▶ _Short problem_: Starting with the line that contains "Verify that every instance of the mountain", copy each line exactly through the end of the listing, and omit all pictures.

------ Supplied records

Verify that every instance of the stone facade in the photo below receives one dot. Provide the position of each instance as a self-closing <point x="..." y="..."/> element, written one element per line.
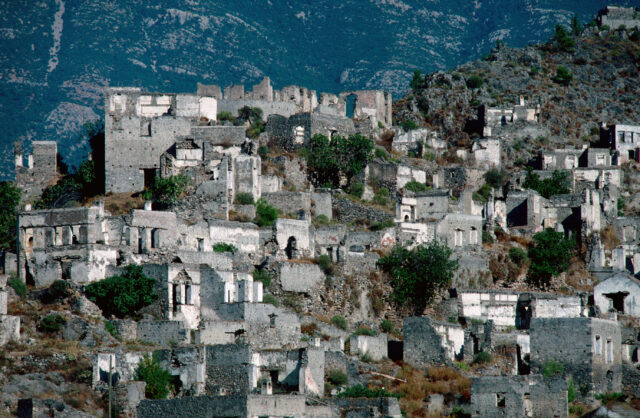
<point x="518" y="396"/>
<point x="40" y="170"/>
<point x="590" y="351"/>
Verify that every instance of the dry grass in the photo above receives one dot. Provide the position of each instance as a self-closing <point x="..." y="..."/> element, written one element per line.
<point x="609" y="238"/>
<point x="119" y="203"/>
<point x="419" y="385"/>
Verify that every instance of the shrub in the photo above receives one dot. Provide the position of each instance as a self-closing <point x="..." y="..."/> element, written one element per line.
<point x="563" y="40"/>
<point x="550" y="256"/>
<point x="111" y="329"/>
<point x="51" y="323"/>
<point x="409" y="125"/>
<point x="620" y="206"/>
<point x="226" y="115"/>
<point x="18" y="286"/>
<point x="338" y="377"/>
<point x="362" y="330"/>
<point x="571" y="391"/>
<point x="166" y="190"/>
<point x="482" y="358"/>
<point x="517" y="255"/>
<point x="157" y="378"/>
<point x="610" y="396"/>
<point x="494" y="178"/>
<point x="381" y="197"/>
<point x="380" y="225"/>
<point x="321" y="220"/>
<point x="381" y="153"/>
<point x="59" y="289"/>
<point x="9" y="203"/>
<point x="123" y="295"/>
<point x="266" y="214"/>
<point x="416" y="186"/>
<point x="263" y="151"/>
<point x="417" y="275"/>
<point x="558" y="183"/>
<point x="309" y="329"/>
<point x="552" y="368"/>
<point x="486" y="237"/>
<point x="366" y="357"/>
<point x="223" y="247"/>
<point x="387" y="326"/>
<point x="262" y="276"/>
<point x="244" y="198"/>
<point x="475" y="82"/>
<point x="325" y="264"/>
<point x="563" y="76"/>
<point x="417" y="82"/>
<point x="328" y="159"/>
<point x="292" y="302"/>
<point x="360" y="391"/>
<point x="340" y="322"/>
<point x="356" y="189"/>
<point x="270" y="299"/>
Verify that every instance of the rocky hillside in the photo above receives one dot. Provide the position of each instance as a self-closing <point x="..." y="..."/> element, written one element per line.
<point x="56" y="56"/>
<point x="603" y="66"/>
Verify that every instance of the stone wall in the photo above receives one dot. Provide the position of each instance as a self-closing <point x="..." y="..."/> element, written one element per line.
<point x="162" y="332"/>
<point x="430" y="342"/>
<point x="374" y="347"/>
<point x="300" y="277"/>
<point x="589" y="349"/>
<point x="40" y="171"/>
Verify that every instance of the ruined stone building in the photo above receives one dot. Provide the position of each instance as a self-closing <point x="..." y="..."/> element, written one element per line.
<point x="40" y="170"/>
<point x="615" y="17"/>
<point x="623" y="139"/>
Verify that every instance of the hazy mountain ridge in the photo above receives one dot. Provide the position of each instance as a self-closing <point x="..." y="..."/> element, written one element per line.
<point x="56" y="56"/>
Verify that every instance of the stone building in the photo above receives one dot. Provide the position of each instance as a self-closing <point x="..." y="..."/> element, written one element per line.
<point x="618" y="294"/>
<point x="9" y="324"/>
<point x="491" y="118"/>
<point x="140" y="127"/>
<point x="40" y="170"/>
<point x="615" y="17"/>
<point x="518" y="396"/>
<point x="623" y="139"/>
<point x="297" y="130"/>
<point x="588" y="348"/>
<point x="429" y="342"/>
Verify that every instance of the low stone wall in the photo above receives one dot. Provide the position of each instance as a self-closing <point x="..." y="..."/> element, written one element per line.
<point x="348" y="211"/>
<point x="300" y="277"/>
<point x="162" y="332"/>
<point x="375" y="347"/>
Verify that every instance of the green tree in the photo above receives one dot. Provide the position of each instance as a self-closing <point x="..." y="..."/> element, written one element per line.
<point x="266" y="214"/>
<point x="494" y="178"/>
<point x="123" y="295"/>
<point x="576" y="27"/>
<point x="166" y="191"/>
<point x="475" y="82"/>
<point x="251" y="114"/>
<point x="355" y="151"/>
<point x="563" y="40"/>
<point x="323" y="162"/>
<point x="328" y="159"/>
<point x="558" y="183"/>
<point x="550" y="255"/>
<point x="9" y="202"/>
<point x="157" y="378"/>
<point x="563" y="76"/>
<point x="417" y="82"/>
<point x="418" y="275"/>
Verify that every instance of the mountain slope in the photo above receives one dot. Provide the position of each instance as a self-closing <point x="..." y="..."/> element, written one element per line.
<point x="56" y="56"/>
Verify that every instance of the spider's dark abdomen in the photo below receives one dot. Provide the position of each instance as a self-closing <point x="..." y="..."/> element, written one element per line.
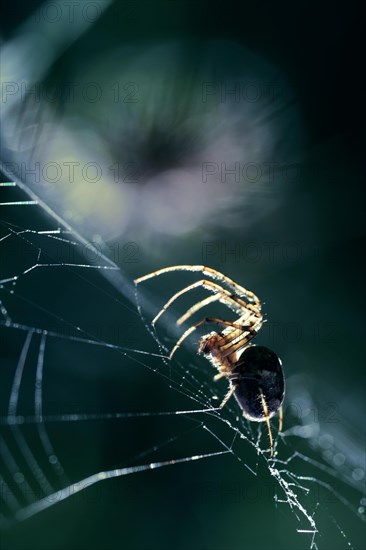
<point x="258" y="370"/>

------------

▶ _Response below_:
Verify that every instance of the mountain slope in the photo above receives one dot. Provide the position of each instance as a self-closing <point x="..." y="..."/> element, written one element per line.
<point x="56" y="56"/>
Verify that every instance of the spider's dark abdomen in the photo below receives one dot. Provide the position of each instance as a self-closing <point x="..." y="..."/> element, written one element per line.
<point x="258" y="370"/>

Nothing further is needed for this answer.